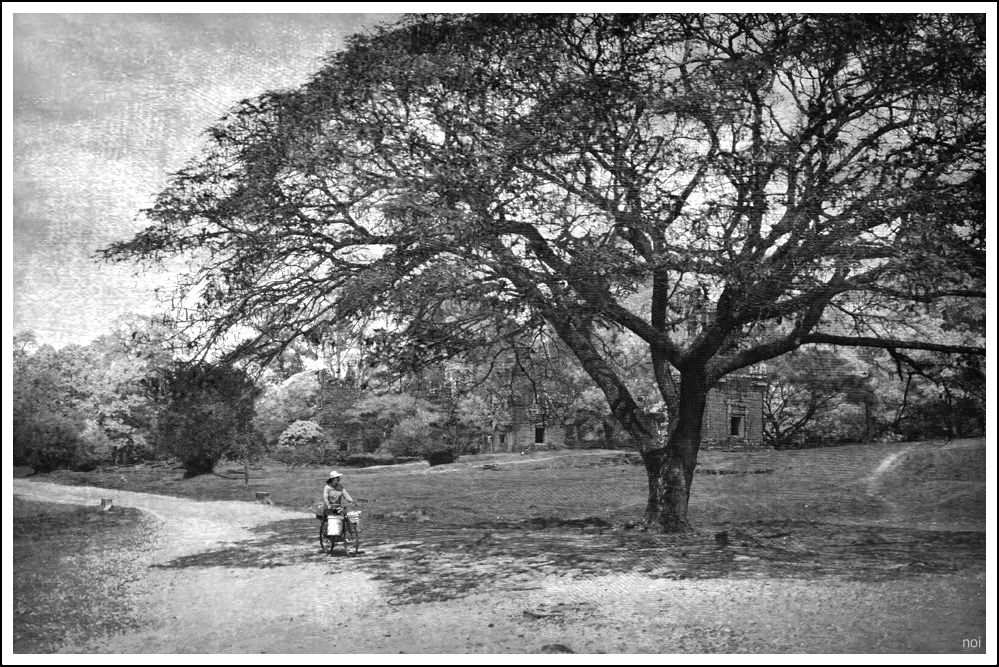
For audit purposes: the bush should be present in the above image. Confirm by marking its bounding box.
[146,362,259,477]
[343,452,396,468]
[274,421,330,468]
[278,421,327,451]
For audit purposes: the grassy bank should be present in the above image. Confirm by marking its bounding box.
[29,439,985,527]
[13,496,148,653]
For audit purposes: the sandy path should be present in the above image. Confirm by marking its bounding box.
[13,479,985,654]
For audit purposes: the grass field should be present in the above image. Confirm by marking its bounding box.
[14,439,986,652]
[13,496,154,653]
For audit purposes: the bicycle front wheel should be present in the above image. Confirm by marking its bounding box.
[319,519,336,553]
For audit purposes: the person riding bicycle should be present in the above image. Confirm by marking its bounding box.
[323,470,357,512]
[323,470,357,542]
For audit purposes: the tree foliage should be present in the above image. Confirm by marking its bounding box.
[105,14,985,530]
[146,361,262,476]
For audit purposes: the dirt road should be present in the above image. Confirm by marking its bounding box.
[13,479,985,654]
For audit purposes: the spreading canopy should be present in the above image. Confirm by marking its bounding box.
[104,14,985,528]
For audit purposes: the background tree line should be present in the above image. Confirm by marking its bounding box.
[12,302,985,473]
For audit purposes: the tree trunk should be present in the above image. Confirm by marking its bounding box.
[642,374,708,533]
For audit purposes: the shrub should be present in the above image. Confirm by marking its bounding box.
[146,362,259,476]
[343,452,396,468]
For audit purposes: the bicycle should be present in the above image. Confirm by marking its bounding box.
[316,506,361,556]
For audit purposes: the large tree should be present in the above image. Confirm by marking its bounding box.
[104,14,985,531]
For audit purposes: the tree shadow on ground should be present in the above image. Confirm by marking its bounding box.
[146,518,985,604]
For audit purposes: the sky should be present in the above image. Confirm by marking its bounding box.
[4,3,398,347]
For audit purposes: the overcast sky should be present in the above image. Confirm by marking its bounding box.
[10,10,402,346]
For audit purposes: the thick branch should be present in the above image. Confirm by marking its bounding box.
[801,333,985,357]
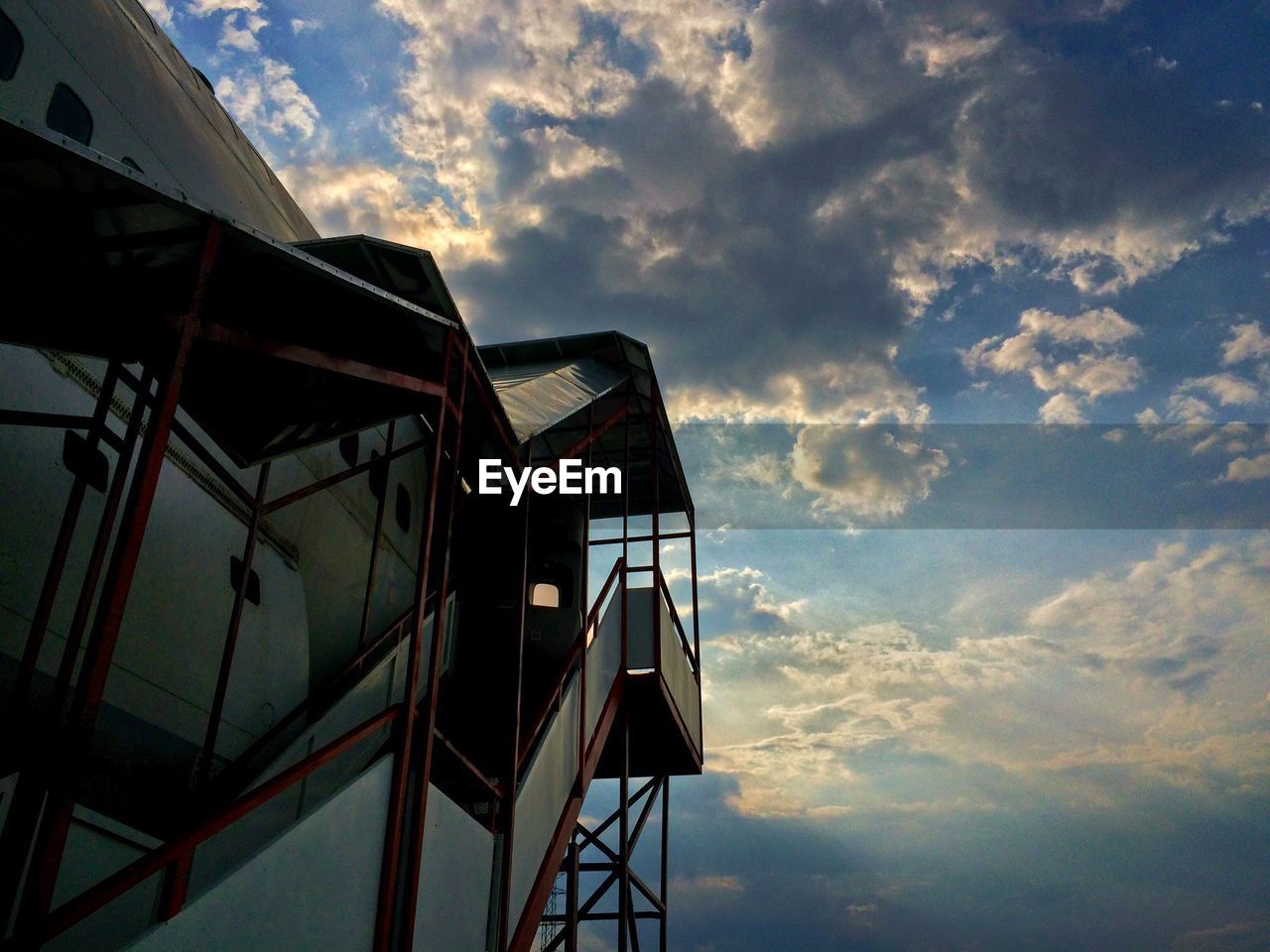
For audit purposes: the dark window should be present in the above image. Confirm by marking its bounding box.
[0,10,22,80]
[396,482,410,532]
[367,449,389,499]
[230,556,260,606]
[45,82,92,146]
[339,432,361,466]
[63,430,110,493]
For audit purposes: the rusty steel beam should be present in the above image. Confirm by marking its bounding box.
[17,218,221,940]
[196,462,269,791]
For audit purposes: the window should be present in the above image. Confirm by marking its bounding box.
[366,449,389,499]
[45,82,92,146]
[230,556,260,606]
[0,10,22,80]
[396,482,410,532]
[339,432,362,466]
[530,581,560,608]
[63,430,110,493]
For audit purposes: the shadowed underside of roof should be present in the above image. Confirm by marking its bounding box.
[479,331,693,518]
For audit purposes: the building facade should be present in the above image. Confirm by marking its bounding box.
[0,0,702,952]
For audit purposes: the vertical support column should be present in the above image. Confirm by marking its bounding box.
[657,775,671,952]
[618,398,631,676]
[17,225,221,946]
[52,371,154,717]
[577,403,595,781]
[18,314,196,937]
[617,704,631,952]
[357,420,396,649]
[0,372,151,932]
[564,834,581,952]
[648,404,666,678]
[373,331,466,952]
[689,509,701,674]
[9,361,119,724]
[496,436,534,952]
[197,462,269,791]
[398,340,471,952]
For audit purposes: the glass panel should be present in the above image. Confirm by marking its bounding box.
[0,10,22,80]
[45,82,92,146]
[508,674,577,923]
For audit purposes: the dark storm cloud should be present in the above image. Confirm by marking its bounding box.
[424,3,1270,418]
[672,757,1270,952]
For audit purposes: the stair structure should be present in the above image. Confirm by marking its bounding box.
[0,100,703,952]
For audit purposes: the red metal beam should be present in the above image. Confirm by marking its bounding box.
[37,704,401,943]
[399,344,471,952]
[196,462,269,791]
[504,672,626,952]
[199,323,444,396]
[373,334,453,952]
[12,361,119,717]
[17,218,221,937]
[357,420,396,648]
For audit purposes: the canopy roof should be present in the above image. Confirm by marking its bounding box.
[0,114,693,517]
[479,331,693,518]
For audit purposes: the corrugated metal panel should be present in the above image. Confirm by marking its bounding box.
[489,357,626,441]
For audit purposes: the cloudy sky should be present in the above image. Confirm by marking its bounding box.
[156,0,1270,952]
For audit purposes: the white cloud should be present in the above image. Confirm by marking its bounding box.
[702,540,1270,815]
[1221,453,1270,482]
[1019,307,1142,346]
[216,56,320,139]
[958,307,1143,422]
[186,0,264,17]
[904,24,1001,77]
[1178,373,1261,407]
[1221,321,1270,364]
[790,426,949,518]
[217,13,269,54]
[141,0,172,29]
[1030,354,1142,400]
[278,163,491,267]
[667,359,931,424]
[1039,394,1087,424]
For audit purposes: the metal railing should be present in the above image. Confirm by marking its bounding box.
[35,704,403,943]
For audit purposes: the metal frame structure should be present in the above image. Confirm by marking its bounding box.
[0,113,701,952]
++++++++++
_Görev koşulları_:
"For audit purposes: the metal railing" ifadesini içeren satırdan başlayıp kayıtların sonuna kadar uzanan satırlarda "metal railing" yerine "iron railing" yazarak yalnızca bu satırları yeniden ver. Geri kalan her şey aynen kalsın.

_Sonuç_:
For audit purposes: the iron railing should be present in the above image. Confirm by marking its bounding box.
[35,704,403,943]
For audit purposes: the metal frame structure should be present in the above image. Confirm by marking its bounding box.
[0,113,701,952]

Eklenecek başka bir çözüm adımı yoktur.